■ **Task goal**:
Find every line in the rows below that contains the string "wooden", matching case exactly, and copy each of those lines.

■ **Material for this exercise**:
────

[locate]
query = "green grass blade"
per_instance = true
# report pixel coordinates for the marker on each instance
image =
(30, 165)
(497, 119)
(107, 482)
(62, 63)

────

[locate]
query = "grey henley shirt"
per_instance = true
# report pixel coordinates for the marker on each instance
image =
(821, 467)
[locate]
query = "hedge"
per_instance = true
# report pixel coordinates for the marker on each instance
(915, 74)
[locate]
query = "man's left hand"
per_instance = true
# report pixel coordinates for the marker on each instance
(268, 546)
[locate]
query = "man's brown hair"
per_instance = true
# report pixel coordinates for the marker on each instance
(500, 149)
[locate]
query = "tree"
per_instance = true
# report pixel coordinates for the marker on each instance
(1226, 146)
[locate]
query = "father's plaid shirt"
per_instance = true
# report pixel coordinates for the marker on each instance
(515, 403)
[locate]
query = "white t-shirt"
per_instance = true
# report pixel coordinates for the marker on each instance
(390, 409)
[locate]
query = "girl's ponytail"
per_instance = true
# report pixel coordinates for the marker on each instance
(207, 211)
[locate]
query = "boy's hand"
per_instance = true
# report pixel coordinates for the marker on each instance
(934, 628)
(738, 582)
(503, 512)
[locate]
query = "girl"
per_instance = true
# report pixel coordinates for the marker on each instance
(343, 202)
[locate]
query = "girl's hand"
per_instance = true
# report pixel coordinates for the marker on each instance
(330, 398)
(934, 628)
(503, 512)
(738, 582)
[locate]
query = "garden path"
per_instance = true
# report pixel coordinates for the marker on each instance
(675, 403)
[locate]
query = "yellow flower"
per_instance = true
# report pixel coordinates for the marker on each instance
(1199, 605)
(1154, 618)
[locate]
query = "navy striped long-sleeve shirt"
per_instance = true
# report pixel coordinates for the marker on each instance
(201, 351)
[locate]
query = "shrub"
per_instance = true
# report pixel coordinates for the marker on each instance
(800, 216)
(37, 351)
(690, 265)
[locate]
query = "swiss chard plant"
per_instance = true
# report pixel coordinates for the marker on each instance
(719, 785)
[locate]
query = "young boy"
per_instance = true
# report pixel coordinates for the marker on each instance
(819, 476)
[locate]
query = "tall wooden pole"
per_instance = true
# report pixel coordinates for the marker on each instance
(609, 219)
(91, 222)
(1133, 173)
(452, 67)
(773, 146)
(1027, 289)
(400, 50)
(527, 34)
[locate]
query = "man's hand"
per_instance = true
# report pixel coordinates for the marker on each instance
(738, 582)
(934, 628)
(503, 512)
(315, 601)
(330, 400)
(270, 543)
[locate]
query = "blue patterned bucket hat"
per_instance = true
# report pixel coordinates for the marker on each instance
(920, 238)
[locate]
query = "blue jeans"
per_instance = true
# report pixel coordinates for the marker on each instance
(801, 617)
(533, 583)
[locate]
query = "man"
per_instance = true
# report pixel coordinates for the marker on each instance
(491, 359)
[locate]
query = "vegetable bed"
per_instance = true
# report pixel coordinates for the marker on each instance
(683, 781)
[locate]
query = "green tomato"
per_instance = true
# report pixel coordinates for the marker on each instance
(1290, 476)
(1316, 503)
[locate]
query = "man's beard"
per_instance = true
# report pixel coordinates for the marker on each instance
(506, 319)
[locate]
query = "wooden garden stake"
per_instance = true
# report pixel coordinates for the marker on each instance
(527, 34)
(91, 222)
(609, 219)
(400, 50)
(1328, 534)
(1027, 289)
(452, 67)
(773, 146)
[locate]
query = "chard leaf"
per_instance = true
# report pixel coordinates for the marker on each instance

────

■ **Answer for the task**:
query = "tall wooden pole"
query = "wooden garden stake"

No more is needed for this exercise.